Change "thickest part" to "widest part" in everything from the line containing "For every instance of the bird's eye, the" down to the end of the listing, and give those lines again with nothing else altered.

>> Begin

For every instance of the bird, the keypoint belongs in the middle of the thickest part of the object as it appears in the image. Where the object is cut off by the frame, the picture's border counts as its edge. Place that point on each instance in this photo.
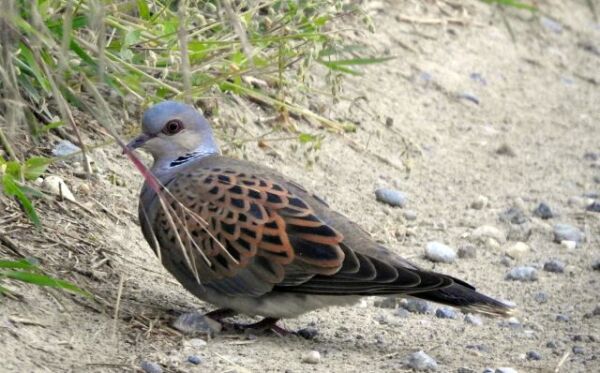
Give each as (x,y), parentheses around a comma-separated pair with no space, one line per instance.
(251,241)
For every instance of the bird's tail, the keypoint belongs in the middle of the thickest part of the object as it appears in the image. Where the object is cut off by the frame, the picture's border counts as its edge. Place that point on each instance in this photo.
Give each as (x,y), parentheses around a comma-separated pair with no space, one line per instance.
(465,297)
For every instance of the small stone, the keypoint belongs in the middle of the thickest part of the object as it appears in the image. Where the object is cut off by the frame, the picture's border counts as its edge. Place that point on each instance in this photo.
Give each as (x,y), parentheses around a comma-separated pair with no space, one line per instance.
(578,350)
(540,297)
(513,215)
(563,318)
(569,245)
(506,150)
(64,148)
(467,251)
(517,250)
(402,313)
(421,361)
(594,207)
(410,215)
(391,196)
(388,302)
(194,343)
(196,323)
(505,370)
(484,232)
(473,320)
(416,305)
(311,357)
(445,313)
(56,185)
(524,273)
(194,359)
(565,232)
(543,211)
(519,232)
(438,252)
(308,333)
(469,97)
(151,367)
(479,203)
(555,266)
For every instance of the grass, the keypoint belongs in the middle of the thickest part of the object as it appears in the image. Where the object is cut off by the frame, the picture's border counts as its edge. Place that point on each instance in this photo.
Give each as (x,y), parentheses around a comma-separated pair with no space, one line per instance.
(62,56)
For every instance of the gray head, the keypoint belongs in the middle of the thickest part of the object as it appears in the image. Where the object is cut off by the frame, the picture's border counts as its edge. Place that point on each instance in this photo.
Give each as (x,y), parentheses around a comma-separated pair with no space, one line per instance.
(171,130)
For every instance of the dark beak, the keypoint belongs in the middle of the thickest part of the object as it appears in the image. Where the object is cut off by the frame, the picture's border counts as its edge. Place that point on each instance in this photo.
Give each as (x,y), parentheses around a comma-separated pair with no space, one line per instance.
(138,142)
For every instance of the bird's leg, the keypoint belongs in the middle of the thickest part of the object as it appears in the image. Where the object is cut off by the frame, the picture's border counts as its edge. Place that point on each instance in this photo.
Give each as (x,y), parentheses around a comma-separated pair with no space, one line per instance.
(219,314)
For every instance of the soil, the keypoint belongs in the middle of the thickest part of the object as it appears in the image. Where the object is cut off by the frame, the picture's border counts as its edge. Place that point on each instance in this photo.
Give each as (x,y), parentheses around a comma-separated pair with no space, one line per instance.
(462,111)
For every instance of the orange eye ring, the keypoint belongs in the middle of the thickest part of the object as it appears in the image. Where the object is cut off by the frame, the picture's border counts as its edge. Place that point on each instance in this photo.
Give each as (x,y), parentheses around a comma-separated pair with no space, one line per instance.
(172,127)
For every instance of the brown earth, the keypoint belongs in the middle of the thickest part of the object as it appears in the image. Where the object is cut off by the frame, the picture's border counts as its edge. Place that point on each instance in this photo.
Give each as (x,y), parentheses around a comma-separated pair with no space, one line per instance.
(419,130)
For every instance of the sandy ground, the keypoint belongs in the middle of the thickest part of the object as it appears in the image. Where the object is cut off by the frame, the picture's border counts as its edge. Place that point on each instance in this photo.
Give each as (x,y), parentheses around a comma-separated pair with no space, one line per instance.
(429,123)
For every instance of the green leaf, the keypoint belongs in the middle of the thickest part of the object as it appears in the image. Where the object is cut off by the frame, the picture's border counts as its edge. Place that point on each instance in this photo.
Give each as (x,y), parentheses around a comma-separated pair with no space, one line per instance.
(22,264)
(143,9)
(43,280)
(34,167)
(12,189)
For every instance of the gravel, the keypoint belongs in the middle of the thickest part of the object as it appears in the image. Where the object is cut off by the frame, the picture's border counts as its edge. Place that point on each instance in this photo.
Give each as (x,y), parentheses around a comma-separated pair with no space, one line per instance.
(196,323)
(438,252)
(541,297)
(566,232)
(543,211)
(505,370)
(467,251)
(578,350)
(445,313)
(311,357)
(594,207)
(563,318)
(484,232)
(517,250)
(194,359)
(150,367)
(421,361)
(392,197)
(555,266)
(513,215)
(522,274)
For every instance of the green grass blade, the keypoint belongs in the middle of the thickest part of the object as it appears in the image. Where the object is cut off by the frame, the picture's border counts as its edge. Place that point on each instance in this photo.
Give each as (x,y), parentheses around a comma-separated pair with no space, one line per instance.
(44,280)
(11,188)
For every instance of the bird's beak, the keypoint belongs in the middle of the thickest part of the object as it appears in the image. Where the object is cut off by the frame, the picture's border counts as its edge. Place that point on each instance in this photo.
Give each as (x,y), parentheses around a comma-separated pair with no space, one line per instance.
(138,142)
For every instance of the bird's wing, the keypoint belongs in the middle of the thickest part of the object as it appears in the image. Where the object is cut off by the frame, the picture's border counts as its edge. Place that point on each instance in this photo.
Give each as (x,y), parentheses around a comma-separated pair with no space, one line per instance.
(241,232)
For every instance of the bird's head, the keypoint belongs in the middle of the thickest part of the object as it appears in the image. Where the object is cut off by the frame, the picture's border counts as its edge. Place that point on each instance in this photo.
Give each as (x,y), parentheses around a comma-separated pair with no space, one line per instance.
(172,129)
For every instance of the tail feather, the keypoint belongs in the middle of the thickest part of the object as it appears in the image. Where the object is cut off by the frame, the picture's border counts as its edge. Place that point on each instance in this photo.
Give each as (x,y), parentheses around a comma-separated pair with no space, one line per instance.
(468,300)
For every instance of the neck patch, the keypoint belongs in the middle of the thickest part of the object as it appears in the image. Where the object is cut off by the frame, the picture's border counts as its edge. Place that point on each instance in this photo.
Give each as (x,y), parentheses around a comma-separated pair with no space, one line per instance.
(183,159)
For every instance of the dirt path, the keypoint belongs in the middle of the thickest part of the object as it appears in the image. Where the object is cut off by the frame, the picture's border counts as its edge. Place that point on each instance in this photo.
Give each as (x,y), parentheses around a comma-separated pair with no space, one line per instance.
(462,112)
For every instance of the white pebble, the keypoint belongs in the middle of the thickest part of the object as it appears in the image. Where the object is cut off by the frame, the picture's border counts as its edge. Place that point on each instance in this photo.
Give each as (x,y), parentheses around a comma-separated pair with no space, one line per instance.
(517,250)
(522,274)
(438,252)
(479,203)
(311,357)
(569,245)
(55,185)
(487,231)
(421,361)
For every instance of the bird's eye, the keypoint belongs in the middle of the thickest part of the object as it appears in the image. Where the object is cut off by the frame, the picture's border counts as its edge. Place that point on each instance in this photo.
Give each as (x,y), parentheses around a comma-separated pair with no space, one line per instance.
(172,127)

>> End

### Output for this task
For every instance of the bird's eye, the keypoint belongs in the middle of the widest part of the object as it appears in the image. Where the object is cut off by the frame, the picture's border counts as its edge. Place that point on each instance in this photo.
Give each as (x,y), parentheses around a comma-separated pair with no space, one line per instance.
(172,127)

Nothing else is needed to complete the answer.